Entries taken from a collection:
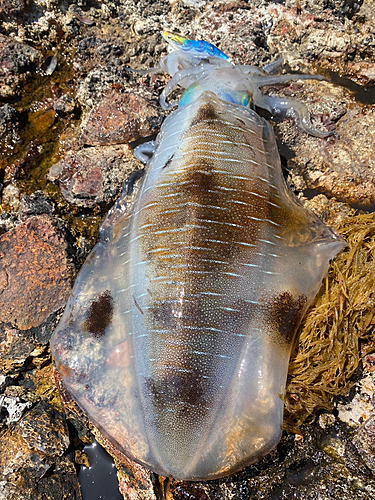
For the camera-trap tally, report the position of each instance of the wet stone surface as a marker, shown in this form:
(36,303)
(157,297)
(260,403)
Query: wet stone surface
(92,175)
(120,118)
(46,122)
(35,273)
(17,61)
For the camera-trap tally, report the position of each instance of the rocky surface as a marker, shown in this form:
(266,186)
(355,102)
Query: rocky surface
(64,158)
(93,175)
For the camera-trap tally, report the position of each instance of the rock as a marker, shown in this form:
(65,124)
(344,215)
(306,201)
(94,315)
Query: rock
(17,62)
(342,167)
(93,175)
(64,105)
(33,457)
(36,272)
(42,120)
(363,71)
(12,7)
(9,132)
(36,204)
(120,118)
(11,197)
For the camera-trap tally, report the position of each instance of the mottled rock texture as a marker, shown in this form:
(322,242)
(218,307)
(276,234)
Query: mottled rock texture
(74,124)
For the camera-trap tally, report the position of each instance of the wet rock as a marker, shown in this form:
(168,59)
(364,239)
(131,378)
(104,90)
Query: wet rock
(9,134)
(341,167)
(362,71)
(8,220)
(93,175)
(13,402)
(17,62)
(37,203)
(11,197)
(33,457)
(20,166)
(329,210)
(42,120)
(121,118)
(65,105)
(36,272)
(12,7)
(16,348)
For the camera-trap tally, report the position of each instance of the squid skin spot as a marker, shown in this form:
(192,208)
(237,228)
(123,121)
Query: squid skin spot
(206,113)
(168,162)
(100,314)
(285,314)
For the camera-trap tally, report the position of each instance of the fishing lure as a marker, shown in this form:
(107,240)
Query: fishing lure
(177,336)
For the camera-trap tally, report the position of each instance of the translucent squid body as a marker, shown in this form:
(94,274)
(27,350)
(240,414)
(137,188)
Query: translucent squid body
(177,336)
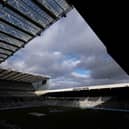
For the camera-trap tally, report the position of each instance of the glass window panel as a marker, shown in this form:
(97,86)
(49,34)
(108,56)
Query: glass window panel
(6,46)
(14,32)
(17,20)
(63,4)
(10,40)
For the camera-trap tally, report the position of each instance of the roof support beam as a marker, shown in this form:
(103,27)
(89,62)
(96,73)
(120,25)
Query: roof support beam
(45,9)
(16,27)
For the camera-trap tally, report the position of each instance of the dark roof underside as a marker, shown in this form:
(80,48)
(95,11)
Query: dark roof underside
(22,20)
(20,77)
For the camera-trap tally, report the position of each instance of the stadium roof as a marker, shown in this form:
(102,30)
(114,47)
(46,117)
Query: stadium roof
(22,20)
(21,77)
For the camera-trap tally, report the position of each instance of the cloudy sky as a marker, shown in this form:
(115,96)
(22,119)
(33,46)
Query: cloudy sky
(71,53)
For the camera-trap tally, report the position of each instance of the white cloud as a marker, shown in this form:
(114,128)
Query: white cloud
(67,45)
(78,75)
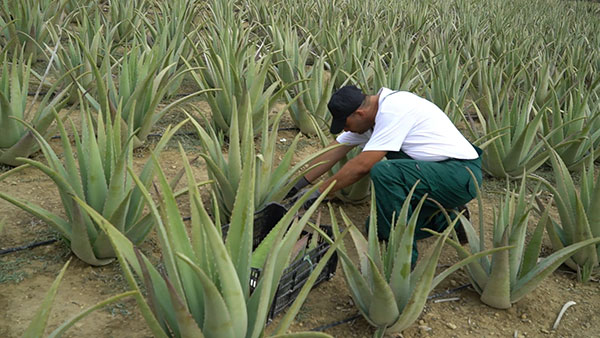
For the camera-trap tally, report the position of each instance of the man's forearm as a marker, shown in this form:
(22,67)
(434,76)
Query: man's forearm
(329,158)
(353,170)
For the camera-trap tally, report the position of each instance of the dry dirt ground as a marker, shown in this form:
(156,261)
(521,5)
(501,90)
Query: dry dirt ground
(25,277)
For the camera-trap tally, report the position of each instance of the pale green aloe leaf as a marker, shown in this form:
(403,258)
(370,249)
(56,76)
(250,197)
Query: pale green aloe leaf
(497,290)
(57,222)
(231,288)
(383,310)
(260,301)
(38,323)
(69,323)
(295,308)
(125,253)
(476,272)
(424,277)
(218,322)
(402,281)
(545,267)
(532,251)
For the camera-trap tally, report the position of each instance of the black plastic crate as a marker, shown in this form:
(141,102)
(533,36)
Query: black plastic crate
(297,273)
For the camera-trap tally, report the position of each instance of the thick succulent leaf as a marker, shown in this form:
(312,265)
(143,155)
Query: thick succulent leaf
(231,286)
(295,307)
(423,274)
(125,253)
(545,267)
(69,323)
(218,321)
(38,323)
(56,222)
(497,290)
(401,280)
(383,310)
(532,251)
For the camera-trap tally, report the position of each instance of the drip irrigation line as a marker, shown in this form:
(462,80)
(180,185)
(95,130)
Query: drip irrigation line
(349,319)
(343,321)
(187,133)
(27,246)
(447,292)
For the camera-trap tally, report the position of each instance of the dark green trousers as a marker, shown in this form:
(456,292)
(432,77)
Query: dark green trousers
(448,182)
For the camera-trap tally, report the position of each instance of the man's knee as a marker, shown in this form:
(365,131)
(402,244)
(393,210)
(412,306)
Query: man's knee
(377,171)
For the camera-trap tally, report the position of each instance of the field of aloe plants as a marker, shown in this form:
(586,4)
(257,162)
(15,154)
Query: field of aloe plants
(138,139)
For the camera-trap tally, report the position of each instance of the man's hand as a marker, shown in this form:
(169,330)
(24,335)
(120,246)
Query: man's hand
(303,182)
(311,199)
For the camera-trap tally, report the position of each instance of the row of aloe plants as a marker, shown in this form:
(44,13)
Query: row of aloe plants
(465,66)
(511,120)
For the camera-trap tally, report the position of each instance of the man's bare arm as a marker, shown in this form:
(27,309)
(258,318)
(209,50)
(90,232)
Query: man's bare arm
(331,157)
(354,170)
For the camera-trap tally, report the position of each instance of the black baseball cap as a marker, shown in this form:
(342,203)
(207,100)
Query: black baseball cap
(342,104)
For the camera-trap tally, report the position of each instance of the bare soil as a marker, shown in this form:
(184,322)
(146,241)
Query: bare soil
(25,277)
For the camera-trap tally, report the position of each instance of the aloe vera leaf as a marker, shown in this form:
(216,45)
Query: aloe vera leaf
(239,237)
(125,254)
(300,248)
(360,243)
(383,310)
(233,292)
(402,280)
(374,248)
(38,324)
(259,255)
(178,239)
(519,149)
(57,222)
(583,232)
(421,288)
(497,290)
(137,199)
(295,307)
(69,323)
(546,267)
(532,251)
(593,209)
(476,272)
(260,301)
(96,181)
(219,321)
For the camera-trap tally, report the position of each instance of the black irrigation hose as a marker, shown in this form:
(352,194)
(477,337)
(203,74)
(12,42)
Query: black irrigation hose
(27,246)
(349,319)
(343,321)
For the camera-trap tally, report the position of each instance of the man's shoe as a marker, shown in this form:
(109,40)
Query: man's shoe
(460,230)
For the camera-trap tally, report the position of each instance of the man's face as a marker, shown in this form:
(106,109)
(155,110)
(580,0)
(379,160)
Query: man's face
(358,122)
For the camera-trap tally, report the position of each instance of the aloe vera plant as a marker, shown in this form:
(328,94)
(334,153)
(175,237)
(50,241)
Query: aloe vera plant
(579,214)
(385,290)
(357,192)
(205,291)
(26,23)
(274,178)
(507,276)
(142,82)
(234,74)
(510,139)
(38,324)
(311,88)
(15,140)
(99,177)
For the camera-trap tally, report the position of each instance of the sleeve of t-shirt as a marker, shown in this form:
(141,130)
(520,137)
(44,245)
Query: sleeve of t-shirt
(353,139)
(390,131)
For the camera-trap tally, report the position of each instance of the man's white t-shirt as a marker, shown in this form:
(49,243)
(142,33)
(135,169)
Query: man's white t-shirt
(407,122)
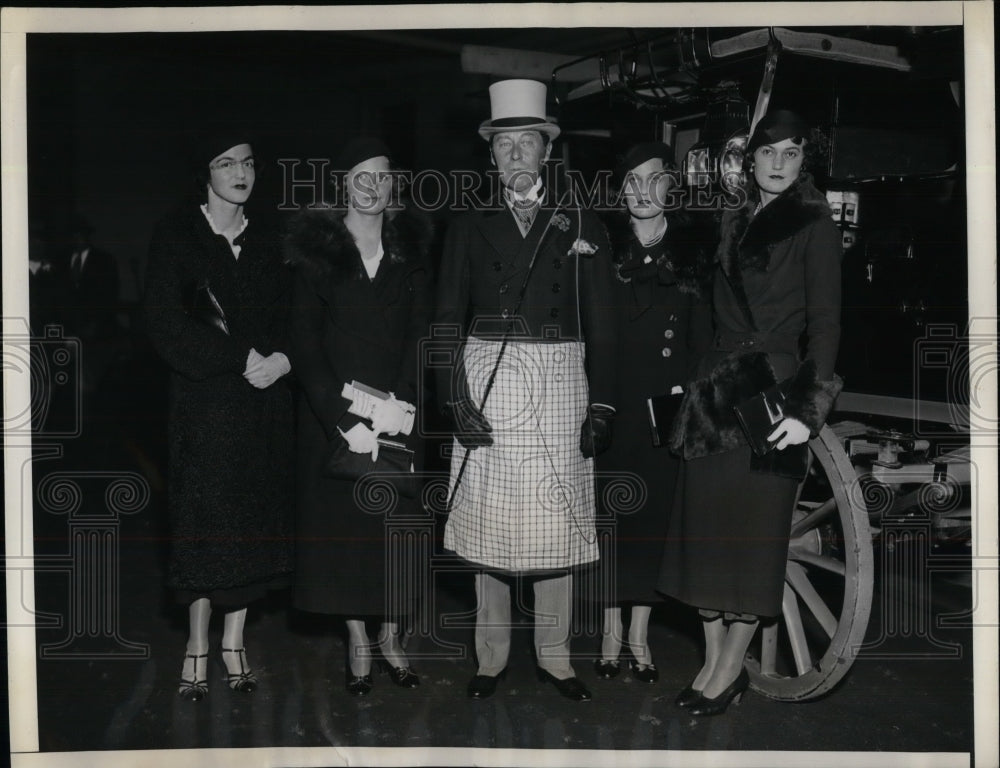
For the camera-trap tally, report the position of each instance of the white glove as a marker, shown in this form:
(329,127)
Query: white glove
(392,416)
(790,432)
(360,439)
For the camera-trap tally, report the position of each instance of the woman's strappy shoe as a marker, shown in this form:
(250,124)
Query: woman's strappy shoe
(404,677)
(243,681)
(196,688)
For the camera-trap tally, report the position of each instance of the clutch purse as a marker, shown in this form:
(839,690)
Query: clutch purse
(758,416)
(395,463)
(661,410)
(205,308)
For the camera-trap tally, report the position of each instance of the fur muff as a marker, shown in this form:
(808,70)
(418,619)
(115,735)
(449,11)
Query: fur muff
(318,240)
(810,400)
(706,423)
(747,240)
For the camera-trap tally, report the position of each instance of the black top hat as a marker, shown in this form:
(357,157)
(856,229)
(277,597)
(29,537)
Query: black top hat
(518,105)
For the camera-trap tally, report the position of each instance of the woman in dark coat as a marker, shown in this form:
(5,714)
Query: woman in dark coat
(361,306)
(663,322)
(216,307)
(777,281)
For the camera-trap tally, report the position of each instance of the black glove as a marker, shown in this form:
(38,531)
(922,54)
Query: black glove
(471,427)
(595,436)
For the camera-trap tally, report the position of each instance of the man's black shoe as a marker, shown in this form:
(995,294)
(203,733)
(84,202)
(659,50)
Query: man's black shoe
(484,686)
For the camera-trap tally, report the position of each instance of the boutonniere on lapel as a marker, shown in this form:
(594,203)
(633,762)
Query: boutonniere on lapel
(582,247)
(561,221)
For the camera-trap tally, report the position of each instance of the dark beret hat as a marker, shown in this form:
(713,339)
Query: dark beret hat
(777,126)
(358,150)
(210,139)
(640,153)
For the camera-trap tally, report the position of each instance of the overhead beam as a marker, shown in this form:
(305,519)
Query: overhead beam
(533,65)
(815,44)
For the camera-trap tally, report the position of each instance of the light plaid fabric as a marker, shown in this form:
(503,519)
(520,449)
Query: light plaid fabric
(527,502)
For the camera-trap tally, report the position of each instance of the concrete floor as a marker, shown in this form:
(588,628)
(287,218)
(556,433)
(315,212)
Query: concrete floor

- [What you should do]:
Search the data above for the word "concrete" and show every line that has it.

- [Response to the exercise]:
For the camera-trap tally, report the position of each instance of the concrete floor as a marker, shown in this form:
Query: concrete floor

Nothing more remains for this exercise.